── TASK INPUT
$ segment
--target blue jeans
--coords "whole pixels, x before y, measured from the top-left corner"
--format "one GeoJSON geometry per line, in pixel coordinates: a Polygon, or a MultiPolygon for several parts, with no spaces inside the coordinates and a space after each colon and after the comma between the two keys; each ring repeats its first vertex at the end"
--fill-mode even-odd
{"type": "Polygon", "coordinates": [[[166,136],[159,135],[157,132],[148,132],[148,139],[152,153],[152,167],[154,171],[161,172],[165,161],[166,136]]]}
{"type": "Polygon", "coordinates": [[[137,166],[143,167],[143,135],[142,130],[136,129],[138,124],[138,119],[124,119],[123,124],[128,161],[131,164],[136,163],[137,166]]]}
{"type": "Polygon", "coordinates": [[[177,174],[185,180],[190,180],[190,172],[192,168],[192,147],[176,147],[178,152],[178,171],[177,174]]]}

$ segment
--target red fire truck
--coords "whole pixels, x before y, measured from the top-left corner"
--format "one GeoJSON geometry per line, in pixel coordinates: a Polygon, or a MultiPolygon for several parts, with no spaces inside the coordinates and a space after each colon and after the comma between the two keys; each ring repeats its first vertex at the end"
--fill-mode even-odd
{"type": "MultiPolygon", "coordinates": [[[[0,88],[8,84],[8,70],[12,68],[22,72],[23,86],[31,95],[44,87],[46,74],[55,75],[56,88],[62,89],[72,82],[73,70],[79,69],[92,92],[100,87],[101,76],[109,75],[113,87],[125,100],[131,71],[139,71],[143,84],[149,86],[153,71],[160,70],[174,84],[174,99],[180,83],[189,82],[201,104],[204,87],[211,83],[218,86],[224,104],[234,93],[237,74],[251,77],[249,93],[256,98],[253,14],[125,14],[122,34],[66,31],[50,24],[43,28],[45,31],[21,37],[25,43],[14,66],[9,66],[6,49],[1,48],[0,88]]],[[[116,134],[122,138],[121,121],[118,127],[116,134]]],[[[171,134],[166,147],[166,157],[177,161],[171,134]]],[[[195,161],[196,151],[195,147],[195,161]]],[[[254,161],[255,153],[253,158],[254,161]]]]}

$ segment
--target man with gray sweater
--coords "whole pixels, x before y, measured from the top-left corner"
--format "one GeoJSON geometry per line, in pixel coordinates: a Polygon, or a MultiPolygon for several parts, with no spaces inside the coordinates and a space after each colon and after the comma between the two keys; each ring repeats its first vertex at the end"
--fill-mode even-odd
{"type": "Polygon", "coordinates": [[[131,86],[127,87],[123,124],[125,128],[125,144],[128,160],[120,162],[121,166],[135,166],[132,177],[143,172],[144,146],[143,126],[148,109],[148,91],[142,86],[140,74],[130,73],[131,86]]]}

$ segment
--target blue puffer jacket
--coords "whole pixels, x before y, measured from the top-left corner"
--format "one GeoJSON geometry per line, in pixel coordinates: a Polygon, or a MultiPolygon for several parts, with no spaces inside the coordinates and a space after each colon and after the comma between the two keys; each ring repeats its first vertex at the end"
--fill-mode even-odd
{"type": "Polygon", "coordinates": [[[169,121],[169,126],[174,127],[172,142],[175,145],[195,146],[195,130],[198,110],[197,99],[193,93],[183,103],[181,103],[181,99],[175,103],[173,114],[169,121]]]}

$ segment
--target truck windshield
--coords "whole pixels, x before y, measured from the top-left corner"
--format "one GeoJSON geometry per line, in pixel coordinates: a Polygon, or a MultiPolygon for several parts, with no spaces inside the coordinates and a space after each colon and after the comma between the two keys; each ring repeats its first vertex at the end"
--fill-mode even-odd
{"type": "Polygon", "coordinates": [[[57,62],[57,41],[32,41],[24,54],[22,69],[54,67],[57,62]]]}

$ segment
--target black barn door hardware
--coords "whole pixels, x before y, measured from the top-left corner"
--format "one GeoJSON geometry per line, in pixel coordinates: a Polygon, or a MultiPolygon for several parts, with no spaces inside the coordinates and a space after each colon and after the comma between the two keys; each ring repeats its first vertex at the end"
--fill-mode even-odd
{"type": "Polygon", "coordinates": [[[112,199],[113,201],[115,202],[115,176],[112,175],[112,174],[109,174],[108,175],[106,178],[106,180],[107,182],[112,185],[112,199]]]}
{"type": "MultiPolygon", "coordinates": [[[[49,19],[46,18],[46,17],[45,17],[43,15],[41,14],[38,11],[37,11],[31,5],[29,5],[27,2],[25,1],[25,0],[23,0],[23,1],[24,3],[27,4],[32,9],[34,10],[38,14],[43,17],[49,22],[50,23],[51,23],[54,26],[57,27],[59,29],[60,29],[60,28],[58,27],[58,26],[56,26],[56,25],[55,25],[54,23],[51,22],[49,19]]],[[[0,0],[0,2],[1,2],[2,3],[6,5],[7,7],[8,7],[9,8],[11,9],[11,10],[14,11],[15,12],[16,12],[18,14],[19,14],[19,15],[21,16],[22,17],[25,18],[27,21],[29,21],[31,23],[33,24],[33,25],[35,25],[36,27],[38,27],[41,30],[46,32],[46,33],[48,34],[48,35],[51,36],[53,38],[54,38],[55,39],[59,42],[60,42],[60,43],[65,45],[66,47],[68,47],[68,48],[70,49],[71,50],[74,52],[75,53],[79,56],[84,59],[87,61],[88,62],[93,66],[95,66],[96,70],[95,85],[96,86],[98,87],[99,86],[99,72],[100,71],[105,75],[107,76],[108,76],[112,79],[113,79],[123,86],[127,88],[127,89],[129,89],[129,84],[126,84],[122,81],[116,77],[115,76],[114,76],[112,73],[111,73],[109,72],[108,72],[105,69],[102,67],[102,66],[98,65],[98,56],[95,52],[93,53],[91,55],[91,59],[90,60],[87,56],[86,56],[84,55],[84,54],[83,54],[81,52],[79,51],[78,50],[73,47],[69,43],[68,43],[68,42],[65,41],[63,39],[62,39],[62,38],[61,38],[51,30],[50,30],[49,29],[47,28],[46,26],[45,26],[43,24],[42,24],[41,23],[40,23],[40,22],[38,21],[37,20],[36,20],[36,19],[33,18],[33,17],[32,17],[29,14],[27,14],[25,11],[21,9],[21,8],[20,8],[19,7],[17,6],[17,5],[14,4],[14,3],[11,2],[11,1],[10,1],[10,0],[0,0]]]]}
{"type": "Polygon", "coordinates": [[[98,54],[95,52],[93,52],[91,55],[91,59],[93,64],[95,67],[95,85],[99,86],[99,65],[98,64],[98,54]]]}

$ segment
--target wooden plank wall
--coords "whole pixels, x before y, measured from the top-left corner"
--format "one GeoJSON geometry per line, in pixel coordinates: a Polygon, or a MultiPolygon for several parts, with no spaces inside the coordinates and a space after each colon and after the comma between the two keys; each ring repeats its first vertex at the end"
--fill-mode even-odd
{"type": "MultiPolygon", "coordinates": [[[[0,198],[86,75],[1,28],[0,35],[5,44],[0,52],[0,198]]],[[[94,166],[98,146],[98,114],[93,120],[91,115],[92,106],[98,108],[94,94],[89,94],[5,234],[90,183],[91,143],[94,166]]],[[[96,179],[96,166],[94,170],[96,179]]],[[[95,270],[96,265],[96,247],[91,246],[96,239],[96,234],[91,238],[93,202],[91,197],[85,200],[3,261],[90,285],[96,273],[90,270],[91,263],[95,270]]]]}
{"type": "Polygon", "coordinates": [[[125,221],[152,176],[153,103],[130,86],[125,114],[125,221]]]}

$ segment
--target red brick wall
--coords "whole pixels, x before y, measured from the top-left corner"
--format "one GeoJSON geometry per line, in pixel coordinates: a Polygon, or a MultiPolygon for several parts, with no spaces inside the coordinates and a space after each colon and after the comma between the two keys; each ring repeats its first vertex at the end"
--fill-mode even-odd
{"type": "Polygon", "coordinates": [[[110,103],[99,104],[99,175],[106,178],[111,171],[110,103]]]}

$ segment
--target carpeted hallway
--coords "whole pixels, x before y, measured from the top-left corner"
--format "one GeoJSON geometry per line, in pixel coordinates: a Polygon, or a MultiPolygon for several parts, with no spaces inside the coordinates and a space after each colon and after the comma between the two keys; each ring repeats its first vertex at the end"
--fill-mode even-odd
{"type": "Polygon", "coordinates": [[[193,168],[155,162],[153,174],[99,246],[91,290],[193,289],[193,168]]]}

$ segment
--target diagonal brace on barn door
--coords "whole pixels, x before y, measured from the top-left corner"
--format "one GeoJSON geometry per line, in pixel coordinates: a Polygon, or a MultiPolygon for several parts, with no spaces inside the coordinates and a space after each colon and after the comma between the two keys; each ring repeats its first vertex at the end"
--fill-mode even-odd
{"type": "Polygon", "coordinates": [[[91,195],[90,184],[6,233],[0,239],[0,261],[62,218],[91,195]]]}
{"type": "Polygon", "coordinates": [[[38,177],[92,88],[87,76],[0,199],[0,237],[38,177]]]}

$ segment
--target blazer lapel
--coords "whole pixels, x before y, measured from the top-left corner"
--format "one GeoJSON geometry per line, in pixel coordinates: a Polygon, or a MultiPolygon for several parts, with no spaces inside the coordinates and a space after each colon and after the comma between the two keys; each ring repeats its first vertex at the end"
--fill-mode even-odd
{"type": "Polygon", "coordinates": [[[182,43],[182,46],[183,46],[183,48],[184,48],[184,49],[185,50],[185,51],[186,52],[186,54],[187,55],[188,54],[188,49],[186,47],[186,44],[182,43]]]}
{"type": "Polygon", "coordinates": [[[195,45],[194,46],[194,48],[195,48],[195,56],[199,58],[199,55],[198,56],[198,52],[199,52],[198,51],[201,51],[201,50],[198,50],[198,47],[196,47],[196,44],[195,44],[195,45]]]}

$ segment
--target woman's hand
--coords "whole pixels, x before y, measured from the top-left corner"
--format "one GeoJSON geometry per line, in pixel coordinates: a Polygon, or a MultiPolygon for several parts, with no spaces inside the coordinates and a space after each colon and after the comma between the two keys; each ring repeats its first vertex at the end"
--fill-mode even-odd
────
WHAT YOU HAVE TO DO:
How many of the lines above contain the string "wall"? Case matters. Tally them and reply with the number alone.

TASK OUTPUT:
2